Prompt. Show all lines from the listing below that contain "pink".

-- Opening Marker --

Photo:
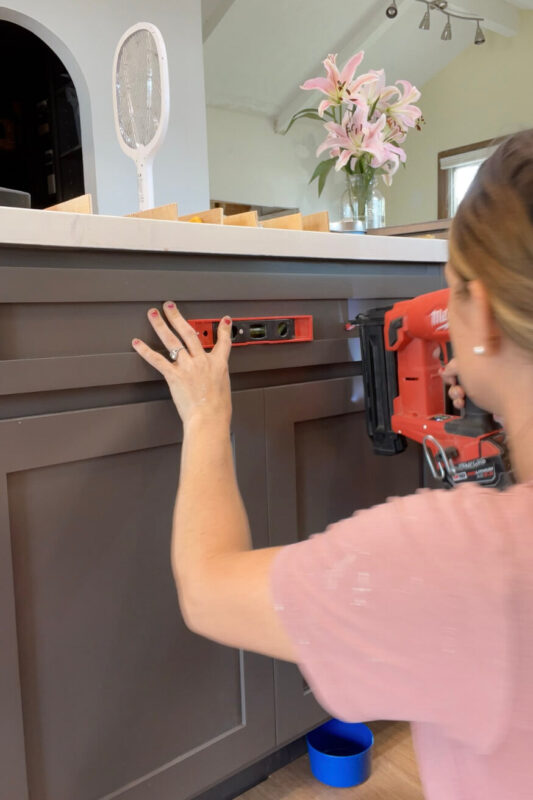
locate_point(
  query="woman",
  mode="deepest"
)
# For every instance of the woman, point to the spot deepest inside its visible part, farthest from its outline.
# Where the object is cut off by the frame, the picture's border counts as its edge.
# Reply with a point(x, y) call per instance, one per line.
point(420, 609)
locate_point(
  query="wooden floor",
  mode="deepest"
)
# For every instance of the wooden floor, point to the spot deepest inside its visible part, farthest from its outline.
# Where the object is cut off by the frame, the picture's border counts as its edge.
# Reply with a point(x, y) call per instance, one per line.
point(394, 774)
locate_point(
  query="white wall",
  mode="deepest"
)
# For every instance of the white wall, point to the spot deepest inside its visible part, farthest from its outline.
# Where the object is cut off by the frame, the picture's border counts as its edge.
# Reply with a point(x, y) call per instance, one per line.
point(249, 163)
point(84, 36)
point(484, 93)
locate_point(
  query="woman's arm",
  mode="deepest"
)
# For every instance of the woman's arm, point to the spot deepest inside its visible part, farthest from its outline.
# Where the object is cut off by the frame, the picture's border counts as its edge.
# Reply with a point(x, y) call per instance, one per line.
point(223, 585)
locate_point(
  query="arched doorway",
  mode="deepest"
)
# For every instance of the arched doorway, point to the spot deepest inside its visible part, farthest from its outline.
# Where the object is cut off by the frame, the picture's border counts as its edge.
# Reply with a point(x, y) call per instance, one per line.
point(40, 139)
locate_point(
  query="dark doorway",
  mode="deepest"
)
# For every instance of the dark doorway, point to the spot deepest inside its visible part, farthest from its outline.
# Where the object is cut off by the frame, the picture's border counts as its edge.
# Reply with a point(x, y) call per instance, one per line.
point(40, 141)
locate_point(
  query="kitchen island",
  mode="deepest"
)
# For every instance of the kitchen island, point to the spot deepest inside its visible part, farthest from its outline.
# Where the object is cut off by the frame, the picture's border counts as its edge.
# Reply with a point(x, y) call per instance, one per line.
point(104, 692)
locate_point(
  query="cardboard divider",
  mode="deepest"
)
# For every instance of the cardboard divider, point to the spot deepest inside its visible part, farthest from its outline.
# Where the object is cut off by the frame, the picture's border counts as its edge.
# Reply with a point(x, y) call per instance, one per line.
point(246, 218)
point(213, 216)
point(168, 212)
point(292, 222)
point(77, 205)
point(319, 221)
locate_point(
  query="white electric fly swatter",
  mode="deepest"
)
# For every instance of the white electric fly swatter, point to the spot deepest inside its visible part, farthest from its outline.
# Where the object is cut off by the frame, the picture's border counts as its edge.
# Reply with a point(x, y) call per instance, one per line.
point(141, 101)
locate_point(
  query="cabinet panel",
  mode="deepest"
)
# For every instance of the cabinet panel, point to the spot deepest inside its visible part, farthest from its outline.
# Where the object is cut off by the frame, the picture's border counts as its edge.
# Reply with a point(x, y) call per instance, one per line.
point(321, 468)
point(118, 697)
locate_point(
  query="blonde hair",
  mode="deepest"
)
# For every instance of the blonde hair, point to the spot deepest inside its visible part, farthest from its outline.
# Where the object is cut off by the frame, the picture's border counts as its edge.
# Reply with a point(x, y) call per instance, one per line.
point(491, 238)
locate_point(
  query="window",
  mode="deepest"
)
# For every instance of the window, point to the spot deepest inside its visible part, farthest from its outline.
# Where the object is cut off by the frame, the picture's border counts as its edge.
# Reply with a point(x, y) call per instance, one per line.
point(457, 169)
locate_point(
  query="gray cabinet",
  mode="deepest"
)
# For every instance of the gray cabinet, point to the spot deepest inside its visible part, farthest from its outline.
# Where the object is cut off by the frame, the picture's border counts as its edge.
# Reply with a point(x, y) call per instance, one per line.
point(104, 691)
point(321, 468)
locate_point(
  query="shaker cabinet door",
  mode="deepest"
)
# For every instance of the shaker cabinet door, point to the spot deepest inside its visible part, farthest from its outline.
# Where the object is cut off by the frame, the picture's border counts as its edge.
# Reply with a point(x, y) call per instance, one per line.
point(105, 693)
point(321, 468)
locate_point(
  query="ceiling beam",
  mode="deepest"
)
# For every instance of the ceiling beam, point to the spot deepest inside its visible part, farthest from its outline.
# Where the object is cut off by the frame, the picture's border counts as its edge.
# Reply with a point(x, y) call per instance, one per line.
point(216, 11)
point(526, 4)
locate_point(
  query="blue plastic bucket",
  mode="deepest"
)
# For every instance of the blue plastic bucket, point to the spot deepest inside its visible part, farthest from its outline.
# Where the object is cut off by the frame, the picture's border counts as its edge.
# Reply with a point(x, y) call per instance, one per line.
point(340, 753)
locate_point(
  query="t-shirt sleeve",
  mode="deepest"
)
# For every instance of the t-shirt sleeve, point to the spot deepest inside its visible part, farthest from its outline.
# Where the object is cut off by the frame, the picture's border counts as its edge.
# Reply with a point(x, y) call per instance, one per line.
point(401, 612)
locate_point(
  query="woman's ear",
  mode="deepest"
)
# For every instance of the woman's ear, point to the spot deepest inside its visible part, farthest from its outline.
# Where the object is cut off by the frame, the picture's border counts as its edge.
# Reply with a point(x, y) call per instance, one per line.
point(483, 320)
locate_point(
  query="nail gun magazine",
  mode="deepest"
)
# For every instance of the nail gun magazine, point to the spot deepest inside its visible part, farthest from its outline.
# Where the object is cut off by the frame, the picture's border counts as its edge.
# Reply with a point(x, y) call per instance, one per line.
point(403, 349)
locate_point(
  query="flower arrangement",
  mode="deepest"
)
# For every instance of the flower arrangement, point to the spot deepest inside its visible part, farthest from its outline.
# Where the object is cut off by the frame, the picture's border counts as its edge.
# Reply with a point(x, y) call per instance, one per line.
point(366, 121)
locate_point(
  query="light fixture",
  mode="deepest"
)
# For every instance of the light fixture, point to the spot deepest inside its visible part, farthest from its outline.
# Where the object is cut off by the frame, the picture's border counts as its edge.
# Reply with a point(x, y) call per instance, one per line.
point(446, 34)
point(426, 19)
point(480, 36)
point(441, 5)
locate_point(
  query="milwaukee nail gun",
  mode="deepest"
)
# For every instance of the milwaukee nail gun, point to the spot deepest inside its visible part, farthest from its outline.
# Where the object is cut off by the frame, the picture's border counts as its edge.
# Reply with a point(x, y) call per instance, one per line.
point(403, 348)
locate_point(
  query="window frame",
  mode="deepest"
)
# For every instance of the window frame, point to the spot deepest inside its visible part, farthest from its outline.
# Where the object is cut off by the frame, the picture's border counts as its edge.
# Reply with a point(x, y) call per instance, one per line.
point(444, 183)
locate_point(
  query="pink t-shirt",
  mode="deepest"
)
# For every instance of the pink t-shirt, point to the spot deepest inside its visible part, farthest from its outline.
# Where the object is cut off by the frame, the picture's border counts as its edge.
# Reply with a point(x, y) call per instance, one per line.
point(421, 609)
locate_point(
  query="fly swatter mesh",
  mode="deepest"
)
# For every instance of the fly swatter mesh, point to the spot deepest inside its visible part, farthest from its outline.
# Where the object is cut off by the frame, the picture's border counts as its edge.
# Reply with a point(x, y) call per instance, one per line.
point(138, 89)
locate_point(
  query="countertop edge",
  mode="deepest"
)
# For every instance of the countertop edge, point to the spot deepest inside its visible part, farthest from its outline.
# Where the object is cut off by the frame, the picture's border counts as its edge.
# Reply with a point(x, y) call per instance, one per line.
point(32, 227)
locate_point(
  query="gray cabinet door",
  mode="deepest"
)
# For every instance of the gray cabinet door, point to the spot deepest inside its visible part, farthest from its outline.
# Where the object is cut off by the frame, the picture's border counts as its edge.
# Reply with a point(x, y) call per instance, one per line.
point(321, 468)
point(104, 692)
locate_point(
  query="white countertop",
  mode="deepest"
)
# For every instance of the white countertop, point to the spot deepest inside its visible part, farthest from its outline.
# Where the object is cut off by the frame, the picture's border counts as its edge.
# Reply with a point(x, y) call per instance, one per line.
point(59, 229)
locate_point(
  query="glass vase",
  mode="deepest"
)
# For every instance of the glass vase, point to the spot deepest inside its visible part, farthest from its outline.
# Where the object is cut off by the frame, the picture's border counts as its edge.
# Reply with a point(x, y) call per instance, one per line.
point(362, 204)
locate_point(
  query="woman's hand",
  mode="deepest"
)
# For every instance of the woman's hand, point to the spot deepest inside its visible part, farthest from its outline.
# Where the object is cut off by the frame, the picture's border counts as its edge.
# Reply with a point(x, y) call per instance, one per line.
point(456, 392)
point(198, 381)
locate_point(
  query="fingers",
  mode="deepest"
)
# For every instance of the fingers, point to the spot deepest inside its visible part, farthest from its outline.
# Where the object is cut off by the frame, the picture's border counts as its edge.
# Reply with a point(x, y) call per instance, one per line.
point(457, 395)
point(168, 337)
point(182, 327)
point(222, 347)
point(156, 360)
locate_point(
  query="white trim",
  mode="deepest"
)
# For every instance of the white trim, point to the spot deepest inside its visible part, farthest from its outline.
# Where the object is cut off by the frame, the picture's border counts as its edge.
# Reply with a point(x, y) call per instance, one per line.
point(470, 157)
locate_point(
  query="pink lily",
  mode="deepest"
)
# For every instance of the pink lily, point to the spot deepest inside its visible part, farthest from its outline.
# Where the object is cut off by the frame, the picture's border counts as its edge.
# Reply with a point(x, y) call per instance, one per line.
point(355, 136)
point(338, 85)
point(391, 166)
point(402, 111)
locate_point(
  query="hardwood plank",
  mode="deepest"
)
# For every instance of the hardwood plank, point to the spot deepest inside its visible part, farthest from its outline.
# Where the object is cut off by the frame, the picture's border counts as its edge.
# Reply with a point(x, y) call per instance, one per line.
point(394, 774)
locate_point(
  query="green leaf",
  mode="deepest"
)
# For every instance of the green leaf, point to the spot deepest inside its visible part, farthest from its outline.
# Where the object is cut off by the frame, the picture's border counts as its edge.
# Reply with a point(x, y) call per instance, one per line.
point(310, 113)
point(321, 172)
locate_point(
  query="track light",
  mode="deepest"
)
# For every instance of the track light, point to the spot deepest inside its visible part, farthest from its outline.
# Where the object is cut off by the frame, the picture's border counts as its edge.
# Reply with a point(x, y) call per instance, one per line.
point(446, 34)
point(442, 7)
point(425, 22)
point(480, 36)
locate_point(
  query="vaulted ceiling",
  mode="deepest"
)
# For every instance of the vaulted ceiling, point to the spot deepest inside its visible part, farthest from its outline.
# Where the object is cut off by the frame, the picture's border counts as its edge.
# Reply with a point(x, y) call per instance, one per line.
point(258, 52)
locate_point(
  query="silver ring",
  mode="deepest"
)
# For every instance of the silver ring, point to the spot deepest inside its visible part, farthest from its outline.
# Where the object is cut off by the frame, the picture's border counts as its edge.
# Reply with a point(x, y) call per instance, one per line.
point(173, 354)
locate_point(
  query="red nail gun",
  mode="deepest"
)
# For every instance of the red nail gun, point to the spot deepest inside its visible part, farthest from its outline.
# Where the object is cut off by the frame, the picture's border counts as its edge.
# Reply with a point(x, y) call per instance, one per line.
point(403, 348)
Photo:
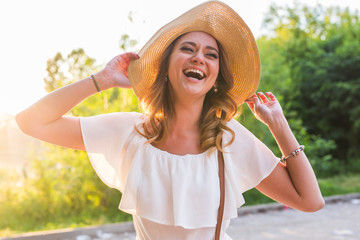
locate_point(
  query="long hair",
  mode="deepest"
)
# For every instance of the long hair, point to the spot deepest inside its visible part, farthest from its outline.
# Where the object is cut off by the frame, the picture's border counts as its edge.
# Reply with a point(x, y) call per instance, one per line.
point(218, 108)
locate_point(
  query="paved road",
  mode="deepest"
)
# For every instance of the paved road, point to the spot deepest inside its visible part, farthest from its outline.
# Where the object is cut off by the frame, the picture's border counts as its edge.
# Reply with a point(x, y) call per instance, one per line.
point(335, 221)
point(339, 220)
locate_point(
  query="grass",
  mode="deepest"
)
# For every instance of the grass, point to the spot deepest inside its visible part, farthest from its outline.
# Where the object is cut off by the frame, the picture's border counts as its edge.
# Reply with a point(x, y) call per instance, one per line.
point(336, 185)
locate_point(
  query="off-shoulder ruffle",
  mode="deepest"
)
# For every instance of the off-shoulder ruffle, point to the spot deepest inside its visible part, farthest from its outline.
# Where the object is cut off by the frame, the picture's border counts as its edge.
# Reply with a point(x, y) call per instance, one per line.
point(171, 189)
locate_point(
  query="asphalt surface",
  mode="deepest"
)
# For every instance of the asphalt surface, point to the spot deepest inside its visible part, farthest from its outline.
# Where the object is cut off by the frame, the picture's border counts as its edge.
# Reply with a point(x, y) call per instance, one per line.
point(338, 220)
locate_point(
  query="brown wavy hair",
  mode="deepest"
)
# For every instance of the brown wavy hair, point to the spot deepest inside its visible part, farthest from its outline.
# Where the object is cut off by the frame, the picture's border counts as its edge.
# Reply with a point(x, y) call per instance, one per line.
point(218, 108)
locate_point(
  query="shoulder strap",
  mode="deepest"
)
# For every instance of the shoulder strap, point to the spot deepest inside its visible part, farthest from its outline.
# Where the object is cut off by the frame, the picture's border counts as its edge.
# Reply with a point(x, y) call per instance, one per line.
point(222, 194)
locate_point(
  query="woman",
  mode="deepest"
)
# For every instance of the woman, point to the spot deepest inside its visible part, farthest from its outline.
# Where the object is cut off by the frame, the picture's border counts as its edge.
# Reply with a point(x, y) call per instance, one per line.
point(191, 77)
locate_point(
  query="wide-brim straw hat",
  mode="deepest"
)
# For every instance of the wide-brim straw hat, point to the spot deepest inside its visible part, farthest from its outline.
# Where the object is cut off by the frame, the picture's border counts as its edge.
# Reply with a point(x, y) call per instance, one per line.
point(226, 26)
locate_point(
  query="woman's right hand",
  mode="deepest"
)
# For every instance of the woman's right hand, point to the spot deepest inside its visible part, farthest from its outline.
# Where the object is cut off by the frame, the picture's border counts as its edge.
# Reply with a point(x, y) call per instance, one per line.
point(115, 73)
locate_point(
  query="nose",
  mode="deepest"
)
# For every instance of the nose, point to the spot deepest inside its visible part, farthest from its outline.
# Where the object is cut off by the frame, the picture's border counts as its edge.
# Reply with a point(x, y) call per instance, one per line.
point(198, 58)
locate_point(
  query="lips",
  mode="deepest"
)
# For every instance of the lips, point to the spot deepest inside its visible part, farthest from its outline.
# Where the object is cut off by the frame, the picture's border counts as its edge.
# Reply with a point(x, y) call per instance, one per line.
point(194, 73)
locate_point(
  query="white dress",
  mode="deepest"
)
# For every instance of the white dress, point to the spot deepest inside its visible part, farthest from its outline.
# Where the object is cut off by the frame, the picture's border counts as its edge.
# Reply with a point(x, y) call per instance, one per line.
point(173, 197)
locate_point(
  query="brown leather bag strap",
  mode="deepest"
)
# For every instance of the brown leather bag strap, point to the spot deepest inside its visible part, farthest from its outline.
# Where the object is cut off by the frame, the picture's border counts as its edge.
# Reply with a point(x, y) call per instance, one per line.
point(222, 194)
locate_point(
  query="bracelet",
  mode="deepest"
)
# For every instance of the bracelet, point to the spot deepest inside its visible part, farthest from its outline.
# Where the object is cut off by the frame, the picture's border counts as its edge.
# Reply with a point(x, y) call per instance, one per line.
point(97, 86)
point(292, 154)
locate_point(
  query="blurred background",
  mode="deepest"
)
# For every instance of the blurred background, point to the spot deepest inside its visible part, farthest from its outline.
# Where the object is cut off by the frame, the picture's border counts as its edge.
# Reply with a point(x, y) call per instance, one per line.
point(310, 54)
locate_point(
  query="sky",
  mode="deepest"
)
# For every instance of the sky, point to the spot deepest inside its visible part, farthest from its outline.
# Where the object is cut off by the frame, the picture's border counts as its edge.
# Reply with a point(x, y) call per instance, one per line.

-- Closing Marker --

Response.
  query="pink t-shirt",
# For every instance of the pink t-shirt, point to the spot deepest inside its visible part, farthest from its outline.
  query="pink lily",
# For every instance of the pink lily, point to the spot deepest inside its visible part, farthest from its outline.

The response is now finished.